§ RECORDS SUPPLIED
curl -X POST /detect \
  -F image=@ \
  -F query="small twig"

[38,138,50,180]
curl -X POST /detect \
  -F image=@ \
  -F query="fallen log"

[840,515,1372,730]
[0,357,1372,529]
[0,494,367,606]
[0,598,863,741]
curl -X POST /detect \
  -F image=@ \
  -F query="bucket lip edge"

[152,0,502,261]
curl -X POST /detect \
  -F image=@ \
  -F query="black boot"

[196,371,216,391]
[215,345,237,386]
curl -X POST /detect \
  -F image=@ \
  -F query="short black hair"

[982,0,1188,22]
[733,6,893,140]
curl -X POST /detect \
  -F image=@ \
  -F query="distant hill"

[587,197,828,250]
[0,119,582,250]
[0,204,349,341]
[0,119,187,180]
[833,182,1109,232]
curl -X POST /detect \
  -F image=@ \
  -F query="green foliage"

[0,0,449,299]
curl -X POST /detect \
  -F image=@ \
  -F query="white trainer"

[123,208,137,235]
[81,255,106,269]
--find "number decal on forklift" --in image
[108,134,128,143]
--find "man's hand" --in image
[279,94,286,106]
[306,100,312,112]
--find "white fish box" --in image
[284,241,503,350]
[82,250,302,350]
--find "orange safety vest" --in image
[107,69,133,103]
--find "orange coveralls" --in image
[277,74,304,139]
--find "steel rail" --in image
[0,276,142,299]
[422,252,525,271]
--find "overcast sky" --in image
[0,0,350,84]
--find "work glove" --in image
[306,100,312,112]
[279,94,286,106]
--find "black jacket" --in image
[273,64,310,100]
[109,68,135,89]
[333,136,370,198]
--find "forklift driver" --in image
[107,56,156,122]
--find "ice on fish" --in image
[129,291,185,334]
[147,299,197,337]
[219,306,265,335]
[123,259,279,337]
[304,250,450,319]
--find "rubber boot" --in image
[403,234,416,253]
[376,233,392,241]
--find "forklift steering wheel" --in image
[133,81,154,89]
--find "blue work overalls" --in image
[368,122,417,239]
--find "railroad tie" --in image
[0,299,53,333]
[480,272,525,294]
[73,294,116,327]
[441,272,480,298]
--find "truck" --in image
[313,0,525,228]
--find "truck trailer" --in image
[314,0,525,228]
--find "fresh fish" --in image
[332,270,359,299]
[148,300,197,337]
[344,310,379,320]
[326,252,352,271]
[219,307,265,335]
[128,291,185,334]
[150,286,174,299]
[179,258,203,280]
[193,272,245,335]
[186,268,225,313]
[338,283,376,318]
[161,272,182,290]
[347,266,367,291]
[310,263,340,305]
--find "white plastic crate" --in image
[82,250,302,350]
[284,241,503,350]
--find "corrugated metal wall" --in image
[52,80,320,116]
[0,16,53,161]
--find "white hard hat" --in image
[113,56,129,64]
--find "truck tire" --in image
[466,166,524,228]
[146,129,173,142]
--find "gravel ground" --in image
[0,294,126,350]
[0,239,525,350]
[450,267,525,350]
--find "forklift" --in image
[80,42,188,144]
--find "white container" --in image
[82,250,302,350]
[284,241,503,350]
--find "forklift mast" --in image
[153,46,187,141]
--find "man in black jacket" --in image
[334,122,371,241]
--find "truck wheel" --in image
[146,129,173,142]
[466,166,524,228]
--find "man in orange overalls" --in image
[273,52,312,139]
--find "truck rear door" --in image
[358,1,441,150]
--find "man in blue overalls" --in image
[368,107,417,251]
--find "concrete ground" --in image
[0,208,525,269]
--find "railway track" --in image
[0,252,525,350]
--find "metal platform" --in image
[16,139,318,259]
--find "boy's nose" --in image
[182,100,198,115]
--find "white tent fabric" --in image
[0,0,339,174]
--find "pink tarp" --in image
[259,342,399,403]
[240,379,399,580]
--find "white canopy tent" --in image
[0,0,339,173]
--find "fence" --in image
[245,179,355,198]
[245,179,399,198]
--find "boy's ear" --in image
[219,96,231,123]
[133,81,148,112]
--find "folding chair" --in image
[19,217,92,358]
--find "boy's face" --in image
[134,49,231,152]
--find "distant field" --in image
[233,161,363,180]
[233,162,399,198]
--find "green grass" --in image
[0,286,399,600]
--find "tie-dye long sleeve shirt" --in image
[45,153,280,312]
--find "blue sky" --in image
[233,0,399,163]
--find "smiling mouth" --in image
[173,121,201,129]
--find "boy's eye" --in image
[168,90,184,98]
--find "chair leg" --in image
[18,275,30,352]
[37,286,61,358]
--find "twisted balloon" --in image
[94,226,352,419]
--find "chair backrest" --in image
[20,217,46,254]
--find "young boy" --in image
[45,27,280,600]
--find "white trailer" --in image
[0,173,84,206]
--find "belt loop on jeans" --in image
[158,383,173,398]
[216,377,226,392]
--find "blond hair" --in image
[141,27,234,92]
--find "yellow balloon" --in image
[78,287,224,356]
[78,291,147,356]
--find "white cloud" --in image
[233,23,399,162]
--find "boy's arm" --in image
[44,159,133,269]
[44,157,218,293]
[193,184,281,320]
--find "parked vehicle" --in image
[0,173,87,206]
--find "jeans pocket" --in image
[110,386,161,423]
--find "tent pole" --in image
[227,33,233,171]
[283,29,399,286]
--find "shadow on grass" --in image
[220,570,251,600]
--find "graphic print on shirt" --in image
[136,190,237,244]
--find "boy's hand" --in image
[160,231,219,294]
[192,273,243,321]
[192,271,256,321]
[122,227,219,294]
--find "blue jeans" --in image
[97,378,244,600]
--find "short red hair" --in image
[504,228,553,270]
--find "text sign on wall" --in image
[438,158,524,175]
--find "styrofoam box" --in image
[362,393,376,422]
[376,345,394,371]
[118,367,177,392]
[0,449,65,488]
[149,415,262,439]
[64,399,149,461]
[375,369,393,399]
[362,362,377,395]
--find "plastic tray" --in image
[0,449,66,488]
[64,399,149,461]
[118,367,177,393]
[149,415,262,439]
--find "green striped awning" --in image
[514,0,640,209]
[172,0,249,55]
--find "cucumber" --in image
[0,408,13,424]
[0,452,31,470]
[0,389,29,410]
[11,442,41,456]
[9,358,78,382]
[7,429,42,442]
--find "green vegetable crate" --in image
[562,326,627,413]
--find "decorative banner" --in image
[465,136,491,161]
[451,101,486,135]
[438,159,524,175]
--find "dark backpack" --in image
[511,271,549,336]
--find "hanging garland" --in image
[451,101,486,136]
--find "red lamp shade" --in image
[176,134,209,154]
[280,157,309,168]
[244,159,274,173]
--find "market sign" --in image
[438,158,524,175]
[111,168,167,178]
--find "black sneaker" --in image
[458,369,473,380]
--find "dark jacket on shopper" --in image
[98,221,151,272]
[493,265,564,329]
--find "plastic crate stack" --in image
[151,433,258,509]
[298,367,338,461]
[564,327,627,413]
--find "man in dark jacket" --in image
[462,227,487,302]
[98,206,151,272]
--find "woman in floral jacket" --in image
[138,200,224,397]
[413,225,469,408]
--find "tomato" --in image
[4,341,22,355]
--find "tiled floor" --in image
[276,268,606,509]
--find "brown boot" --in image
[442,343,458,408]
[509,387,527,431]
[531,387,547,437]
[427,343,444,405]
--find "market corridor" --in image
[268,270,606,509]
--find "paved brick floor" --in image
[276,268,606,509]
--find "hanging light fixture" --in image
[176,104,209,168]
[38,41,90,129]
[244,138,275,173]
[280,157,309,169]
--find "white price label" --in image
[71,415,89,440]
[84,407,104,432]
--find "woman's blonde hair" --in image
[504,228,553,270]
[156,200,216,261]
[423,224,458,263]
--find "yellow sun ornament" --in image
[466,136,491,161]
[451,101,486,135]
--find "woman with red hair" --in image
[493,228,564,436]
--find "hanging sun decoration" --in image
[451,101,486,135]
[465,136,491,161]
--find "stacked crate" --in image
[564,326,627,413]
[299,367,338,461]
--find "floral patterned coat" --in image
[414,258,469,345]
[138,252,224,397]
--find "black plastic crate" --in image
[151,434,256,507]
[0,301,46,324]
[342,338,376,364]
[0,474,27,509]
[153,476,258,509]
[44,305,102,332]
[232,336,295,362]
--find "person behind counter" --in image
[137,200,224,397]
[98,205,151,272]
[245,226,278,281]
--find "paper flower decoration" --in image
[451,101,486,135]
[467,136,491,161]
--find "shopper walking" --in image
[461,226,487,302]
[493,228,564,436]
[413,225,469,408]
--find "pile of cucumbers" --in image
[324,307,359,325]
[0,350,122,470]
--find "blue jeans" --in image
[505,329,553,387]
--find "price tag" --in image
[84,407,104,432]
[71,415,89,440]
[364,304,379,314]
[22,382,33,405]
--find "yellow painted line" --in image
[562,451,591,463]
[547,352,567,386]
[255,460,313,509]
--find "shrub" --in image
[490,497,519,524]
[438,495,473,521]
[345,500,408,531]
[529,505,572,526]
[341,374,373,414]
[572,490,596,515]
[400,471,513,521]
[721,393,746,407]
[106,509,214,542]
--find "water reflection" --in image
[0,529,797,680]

§ TASK TO CARRY OUT
Lay out the entries from their first line through the line containing "[152,0,502,261]" as a Markdown table with the columns Row and Line, numbering each row and leaving out blank lines.

§ FULL RESPONSE
| Row | Line |
|---|---|
| 1 | curl -X POST /detect \ |
| 2 |   -F image=@ \ |
| 3 |   -F query="small twig" |
| 4 | [38,138,50,180] |
| 5 | curl -X POST /detect \ |
| 6 |   -F image=@ \ |
| 7 |   -F query="fallen log" |
| 8 | [840,515,1372,730] |
| 9 | [0,357,1372,529] |
| 10 | [0,494,367,606] |
| 11 | [0,598,863,741] |
| 12 | curl -X POST /detect \ |
| 13 |   -F image=@ \ |
| 14 |   -F query="bucket lip edge" |
| 15 | [152,0,502,261] |